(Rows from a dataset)
— Begin —

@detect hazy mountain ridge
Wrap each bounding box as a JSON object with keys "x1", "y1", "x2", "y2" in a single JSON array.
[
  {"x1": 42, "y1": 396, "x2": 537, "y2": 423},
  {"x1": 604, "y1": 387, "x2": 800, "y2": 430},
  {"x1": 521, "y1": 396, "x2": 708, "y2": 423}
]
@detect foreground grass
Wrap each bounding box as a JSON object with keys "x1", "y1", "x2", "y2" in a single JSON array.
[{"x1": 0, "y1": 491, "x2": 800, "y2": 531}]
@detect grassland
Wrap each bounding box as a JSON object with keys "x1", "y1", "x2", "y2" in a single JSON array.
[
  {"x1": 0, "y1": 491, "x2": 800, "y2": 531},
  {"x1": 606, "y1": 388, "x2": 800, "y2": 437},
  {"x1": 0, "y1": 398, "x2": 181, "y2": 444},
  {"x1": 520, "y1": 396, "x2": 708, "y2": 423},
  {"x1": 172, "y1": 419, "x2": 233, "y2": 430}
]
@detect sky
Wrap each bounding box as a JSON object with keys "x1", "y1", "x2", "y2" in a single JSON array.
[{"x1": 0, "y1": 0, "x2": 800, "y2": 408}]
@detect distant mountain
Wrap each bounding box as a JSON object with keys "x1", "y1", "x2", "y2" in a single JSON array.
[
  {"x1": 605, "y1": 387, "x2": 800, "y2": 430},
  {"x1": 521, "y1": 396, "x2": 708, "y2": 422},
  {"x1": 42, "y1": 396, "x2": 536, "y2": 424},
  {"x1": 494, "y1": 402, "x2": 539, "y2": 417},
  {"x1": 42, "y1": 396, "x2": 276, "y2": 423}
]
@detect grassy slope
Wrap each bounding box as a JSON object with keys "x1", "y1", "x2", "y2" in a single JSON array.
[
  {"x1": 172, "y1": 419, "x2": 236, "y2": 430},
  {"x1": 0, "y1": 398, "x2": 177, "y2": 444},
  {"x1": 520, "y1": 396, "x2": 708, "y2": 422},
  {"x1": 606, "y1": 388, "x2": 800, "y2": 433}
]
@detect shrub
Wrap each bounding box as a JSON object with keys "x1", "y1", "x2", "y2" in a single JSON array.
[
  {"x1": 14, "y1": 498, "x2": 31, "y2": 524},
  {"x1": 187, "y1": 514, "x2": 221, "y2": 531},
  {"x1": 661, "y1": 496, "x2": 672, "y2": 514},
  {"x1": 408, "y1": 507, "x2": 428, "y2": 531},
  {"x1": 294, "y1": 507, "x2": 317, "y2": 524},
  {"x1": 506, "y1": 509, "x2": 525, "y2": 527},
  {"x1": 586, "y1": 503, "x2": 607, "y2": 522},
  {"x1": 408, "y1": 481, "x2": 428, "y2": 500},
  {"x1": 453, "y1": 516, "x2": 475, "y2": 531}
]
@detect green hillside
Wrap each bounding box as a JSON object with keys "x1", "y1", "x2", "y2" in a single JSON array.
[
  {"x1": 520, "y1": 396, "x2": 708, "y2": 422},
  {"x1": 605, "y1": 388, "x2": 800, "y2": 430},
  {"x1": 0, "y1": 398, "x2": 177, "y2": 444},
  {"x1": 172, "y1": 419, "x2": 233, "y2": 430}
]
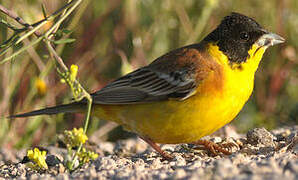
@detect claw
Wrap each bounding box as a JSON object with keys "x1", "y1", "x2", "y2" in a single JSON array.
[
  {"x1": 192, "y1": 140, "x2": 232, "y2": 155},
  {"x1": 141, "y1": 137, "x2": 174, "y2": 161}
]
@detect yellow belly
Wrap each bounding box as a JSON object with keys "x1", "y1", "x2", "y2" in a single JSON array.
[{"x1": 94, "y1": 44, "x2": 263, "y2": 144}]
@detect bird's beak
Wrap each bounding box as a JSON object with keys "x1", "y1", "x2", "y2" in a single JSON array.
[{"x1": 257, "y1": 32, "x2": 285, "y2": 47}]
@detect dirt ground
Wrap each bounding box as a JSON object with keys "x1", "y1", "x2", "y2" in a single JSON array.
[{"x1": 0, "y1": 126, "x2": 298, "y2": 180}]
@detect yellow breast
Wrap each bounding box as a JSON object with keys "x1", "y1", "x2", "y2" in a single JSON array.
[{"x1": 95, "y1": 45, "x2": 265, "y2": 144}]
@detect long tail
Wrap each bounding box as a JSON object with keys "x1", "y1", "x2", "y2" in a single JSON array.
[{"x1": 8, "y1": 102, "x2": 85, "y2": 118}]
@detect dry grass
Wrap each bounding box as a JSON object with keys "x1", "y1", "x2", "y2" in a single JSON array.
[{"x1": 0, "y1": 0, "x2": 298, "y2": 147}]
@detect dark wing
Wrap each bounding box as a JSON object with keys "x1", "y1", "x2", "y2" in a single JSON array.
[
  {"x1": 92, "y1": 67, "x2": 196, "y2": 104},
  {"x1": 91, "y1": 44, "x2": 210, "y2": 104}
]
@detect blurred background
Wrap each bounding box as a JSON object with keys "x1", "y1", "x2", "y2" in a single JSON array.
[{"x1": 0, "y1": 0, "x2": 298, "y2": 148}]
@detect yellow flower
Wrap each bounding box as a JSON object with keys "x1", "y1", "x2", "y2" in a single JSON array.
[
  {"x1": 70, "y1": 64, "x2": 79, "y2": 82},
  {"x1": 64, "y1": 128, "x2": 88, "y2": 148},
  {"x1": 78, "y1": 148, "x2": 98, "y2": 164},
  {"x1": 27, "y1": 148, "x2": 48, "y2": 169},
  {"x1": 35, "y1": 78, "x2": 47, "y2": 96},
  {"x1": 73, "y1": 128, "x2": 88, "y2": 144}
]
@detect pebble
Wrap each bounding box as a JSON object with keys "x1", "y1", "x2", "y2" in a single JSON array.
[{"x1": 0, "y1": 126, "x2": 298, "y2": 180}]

— End —

## [TASK REQUIREMENTS]
Report how many lines of the items contain the string "yellow". Reply with the number alone.

## [WRITTEN ANSWER]
3